◆ Text to read
— start —

Entrepreneurial Science

Engineering
Engineering
Created by
Let's Talk Science National Office
Activity Language
English
Grade
Grades 4-6 Grades 7-8 Grades 9-10
Time Needed for Activity
More than 2 hours
Subjects
Engineering Physics
National Office Lending Library Kit

Participants learn about the economics of science by forming a company to design a self-propelled object.

In this workshop, participants will form a company to design, build and test a self-propelled object. Each group will assign roles to delegate tasks within their company. They will participate in an auction and form a budget to purchase materials for their invention. The groups will test their prototype and adjust their design accordingly. At the end of the workshop, the groups will present their invention and learn about the scientific principles (sources of energy, forces) involved in their design and how it contributed to their results.

What You Need

Physical Requirements

  • Space for participants to work in groups on their self-propelled objects. 
  • Area to test their designs (i.e. floor, hallway).
  • Space to set up for the auction and to set up the store.

— end —

◆ Short problem 1
In the activity page, what event do the groups take part in before forming a budget for materials?
◆ Short problem 2
Quote the activity page from "Participants learn about" up to and including "their self-propelled objects.".
◆ Short problem 3
According to the activity page, why does each group assign roles? Answer in one to three sentences.
The material has no part in this.

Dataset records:
— start —

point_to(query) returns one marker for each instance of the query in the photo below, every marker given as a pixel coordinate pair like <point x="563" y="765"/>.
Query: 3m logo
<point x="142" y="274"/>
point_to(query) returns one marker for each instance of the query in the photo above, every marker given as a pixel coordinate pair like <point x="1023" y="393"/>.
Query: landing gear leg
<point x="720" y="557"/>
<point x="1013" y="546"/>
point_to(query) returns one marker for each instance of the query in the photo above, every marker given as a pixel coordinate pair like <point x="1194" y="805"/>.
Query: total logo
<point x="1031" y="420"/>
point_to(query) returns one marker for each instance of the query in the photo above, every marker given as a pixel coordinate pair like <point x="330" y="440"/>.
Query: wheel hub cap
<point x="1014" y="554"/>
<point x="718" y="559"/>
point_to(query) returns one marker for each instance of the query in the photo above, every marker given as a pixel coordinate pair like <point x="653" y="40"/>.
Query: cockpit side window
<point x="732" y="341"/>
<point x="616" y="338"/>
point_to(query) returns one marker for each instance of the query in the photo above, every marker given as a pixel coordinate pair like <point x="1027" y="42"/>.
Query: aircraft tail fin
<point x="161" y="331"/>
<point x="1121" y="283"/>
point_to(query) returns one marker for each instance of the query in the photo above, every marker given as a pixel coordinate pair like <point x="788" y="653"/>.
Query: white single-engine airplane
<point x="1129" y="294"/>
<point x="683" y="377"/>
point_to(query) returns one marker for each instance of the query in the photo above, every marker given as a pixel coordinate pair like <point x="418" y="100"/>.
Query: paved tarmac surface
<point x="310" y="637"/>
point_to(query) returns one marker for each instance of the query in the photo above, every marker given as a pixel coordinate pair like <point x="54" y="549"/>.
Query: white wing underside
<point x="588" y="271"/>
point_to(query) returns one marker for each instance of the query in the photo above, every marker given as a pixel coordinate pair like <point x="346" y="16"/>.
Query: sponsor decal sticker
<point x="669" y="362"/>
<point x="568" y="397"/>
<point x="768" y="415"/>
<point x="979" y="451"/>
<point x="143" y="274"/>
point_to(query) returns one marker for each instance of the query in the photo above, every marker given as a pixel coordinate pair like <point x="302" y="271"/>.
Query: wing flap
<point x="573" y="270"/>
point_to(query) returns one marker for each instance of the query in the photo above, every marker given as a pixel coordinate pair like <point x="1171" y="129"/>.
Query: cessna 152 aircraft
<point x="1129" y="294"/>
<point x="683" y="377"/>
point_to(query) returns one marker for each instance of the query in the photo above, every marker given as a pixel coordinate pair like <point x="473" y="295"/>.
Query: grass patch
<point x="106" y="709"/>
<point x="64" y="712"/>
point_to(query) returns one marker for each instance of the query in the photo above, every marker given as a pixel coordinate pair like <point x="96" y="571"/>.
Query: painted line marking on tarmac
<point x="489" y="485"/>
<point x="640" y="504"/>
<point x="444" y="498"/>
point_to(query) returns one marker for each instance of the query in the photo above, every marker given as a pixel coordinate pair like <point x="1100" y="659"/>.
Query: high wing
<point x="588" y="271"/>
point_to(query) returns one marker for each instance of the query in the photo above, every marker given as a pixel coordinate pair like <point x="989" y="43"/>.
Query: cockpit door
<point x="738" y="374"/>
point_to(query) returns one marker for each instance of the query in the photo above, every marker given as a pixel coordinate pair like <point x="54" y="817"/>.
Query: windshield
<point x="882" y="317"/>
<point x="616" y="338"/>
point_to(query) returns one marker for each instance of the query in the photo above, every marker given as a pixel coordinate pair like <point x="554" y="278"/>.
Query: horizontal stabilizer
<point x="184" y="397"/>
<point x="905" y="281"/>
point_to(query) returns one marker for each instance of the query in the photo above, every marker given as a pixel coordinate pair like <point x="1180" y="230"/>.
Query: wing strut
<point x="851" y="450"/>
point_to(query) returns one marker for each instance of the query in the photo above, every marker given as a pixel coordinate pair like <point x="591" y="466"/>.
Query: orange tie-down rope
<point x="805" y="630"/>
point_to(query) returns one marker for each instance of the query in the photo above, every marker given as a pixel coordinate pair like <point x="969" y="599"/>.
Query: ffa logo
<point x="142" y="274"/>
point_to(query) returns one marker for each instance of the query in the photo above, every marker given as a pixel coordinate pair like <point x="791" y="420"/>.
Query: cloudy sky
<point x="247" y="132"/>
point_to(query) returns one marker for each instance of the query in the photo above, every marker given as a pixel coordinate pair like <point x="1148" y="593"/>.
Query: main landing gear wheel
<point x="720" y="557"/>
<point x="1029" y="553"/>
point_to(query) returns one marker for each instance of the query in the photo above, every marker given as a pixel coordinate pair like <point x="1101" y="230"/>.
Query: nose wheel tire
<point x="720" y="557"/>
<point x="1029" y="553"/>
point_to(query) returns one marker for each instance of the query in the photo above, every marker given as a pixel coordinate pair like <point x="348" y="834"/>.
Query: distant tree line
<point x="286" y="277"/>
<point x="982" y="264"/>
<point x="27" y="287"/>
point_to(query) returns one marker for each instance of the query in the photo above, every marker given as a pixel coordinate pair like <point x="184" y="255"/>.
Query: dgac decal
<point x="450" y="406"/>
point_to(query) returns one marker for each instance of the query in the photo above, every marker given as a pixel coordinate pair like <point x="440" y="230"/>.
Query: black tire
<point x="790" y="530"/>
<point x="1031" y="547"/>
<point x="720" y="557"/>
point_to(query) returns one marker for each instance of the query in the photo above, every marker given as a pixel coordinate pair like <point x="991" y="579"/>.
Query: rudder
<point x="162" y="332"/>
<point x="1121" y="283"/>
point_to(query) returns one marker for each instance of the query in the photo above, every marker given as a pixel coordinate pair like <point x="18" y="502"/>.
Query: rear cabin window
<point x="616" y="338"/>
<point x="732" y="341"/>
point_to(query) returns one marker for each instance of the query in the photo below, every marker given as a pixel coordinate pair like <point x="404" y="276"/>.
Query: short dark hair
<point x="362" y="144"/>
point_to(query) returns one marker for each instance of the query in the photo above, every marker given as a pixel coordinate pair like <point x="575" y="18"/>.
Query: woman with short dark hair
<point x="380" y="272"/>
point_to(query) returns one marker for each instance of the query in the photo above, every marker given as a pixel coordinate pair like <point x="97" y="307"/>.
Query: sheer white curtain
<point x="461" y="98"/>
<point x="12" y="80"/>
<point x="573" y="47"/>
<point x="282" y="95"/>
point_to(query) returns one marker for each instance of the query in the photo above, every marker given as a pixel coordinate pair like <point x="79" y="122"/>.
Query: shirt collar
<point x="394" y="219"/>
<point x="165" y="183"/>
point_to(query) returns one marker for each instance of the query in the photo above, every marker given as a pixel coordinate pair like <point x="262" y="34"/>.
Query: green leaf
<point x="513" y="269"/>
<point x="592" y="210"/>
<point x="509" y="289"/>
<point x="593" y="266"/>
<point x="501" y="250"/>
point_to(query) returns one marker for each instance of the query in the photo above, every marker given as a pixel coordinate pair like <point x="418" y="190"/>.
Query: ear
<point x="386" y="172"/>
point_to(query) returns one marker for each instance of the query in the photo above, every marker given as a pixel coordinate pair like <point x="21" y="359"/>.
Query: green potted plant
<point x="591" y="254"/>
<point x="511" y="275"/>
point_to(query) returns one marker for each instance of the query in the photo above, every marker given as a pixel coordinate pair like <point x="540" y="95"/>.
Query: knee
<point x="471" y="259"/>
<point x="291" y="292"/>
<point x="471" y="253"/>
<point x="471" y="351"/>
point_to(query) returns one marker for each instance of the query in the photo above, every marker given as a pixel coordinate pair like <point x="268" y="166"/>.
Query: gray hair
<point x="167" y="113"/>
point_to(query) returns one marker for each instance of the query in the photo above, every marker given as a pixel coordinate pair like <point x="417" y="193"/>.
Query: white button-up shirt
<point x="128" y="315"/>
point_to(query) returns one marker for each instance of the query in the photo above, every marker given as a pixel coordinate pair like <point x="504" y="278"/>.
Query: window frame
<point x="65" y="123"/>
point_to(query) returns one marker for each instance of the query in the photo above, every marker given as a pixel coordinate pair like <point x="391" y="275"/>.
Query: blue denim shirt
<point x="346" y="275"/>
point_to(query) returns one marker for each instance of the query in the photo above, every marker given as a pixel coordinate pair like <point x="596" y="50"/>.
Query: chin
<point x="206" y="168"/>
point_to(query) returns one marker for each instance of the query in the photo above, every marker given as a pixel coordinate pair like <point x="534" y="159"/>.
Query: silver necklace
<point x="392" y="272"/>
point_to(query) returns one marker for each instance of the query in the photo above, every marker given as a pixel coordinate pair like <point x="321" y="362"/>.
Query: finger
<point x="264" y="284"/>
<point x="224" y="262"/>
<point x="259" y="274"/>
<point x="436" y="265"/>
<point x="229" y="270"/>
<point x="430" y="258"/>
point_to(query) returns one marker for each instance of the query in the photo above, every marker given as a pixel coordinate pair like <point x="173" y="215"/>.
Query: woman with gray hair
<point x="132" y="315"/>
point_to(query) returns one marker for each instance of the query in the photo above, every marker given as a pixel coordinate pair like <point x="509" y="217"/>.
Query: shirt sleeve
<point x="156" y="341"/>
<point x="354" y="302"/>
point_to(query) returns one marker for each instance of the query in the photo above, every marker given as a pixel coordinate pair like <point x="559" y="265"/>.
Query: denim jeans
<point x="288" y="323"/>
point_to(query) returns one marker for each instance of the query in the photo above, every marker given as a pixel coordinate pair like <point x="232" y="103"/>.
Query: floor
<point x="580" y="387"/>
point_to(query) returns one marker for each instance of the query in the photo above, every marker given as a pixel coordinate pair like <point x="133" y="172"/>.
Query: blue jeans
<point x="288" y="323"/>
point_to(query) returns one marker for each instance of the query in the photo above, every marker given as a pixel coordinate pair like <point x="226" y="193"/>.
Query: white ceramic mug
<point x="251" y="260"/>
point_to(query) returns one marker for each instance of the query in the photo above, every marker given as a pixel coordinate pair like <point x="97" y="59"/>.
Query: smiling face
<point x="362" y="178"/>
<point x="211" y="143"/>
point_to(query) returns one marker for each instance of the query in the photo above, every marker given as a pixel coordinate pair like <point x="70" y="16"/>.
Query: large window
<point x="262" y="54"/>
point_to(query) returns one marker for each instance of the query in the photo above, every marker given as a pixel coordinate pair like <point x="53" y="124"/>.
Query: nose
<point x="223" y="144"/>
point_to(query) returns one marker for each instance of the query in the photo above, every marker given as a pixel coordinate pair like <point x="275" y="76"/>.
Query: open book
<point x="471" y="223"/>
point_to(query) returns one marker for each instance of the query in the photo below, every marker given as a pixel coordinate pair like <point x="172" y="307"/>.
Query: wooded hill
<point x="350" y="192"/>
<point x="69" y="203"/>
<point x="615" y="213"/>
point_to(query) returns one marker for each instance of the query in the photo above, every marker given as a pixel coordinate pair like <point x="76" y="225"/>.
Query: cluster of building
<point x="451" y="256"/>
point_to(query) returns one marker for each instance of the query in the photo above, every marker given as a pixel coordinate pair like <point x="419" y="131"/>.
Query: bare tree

— end —

◆ Full output 1
An auction.

◆ Full output 2
Participants learn about the economics of science by forming a company to design a self-propelled object.

In this workshop, participants will form a company to design, build and test a self-propelled object. Each group will assign roles to delegate tasks within their company. They will participate in an auction and form a budget to purchase materials for their invention. The groups will test their prototype and adjust their design accordingly. At the end of the workshop, the groups will present their invention and learn about the scientific principles (sources of energy, forces) involved in their design and how it contributed to their results.

What You Need

Physical Requirements

  • Space for participants to work in groups on their self-propelled objects.

◆ Full output 3
Each group assigns roles so it can delegate tasks within its company.